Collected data
Content starts

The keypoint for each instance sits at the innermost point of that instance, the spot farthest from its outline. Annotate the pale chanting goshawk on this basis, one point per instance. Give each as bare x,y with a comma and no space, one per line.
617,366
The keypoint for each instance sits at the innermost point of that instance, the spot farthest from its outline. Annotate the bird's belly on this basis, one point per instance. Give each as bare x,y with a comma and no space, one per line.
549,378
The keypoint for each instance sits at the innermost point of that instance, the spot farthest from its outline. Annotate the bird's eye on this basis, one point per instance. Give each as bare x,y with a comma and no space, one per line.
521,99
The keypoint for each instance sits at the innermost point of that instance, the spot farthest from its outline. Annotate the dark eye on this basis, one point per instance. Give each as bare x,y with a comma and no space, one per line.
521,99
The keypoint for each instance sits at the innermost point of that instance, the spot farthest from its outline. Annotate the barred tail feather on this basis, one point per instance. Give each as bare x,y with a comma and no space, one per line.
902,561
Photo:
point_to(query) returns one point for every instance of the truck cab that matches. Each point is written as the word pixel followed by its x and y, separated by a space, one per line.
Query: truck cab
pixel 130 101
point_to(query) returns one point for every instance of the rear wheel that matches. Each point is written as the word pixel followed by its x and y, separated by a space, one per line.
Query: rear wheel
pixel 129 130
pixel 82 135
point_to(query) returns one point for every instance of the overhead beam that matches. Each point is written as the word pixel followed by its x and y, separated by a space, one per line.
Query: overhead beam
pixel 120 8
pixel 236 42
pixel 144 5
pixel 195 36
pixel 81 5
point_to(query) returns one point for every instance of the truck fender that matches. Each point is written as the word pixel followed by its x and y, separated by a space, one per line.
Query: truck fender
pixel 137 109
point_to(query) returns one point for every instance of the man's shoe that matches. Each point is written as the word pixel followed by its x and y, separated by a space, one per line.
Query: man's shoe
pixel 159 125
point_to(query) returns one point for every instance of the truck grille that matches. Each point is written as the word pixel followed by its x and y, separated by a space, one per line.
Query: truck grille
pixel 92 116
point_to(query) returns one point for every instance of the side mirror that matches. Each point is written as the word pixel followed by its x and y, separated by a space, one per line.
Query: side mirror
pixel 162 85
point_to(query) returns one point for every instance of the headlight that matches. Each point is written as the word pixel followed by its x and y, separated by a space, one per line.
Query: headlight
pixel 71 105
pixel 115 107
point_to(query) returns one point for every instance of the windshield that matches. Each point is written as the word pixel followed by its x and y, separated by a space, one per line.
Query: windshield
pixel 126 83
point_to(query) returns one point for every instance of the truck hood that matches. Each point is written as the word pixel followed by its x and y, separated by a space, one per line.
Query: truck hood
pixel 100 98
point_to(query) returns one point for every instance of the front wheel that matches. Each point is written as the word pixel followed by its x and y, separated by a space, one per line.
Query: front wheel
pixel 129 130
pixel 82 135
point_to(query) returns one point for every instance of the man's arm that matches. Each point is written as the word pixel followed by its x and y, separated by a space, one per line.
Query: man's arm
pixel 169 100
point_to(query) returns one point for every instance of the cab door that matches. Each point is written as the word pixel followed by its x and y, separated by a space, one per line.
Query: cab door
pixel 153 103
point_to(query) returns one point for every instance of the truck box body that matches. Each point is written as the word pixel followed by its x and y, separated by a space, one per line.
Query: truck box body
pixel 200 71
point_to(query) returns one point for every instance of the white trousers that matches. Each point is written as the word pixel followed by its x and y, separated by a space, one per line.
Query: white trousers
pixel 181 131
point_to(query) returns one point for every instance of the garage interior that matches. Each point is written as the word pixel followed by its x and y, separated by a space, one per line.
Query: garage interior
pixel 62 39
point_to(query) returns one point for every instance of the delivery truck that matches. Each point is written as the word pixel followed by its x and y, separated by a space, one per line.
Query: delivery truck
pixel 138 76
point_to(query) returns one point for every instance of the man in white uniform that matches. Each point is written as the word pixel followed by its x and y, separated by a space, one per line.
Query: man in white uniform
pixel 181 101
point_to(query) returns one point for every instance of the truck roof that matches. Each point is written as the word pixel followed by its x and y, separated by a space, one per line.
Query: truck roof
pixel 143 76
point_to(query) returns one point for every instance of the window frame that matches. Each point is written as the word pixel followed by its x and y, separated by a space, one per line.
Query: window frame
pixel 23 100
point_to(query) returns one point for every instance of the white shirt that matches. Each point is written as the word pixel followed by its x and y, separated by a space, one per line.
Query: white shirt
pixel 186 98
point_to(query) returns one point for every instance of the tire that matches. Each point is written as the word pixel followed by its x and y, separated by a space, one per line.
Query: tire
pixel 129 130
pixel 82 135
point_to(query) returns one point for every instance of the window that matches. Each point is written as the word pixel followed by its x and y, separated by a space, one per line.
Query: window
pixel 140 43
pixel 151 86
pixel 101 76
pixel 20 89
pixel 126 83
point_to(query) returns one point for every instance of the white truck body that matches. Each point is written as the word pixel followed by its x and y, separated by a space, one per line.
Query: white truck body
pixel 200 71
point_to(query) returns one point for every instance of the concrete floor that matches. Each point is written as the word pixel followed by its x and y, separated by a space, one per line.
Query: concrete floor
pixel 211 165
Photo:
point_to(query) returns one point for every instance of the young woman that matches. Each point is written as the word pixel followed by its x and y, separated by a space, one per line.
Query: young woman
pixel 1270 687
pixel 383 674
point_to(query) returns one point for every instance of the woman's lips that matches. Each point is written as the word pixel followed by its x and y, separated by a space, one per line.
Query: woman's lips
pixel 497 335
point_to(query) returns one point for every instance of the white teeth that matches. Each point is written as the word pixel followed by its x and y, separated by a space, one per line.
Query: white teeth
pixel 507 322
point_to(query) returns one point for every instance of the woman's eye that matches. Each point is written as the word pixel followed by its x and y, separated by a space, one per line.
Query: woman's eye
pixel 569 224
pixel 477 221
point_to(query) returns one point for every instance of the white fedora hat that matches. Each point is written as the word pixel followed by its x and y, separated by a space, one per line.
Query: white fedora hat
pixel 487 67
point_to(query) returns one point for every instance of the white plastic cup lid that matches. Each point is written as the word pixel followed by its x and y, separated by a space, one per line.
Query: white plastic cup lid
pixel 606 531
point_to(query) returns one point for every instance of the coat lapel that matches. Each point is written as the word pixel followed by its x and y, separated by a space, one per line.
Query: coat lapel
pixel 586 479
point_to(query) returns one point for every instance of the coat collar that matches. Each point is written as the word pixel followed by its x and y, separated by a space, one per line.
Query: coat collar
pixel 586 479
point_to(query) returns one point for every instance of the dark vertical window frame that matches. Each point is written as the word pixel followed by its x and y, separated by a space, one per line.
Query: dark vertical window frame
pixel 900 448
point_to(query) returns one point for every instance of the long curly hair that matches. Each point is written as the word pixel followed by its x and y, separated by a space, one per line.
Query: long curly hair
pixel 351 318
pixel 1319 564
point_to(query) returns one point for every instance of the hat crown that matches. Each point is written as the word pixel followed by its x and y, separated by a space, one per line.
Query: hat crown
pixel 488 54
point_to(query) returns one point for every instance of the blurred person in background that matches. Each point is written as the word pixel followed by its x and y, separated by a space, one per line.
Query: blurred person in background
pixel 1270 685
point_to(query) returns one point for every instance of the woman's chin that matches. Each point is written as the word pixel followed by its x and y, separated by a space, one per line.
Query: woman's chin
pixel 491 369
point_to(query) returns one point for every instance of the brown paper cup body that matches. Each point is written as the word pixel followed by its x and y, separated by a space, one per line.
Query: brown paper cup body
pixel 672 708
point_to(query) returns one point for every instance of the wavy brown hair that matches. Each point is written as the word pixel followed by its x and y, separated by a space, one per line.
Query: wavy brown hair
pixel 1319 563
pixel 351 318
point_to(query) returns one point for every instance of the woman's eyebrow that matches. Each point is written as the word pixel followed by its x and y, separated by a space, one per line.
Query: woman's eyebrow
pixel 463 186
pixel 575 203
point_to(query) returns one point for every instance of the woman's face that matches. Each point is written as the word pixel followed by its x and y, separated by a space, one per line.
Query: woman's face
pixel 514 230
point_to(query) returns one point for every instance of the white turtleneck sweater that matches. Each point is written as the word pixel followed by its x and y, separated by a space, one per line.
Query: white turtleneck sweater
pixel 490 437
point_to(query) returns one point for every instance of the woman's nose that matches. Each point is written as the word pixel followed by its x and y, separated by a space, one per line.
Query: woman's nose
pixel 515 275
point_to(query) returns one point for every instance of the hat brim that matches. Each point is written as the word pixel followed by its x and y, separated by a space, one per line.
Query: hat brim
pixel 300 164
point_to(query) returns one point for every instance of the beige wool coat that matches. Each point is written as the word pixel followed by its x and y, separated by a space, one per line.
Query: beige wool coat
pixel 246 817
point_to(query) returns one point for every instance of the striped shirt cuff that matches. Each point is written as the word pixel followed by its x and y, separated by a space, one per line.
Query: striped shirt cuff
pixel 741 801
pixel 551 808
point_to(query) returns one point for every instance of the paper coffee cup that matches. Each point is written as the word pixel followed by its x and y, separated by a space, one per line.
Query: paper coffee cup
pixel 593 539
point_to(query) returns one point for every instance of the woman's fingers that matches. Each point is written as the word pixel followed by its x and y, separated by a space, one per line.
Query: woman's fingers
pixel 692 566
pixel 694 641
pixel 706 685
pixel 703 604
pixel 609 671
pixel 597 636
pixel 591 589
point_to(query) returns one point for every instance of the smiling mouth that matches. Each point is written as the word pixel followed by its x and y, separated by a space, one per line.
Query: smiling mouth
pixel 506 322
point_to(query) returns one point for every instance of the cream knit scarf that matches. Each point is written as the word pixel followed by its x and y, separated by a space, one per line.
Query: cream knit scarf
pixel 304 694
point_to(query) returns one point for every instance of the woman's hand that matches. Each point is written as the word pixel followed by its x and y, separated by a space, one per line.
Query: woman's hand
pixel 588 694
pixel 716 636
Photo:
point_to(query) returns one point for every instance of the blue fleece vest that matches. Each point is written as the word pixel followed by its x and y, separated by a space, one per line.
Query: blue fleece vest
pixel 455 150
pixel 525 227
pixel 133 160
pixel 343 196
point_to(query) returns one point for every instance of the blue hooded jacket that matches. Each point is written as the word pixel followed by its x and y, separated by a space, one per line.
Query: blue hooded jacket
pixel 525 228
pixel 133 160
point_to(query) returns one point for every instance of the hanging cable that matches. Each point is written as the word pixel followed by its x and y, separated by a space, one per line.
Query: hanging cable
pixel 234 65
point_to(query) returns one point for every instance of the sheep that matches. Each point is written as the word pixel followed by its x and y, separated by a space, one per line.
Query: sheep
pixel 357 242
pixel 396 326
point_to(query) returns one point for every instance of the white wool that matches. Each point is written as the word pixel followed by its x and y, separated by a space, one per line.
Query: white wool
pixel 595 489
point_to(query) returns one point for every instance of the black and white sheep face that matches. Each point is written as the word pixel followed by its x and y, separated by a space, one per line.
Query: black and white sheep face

Content ends

Note each line above that contains "black" and copy it out.

→ EXPECTED ANSWER:
point_to(query) returns one point for every instance of the black and white sheep face that matches. Each point is written as the word pixel followed by its x and y, separated by a space, one per line.
Query: black and white sheep face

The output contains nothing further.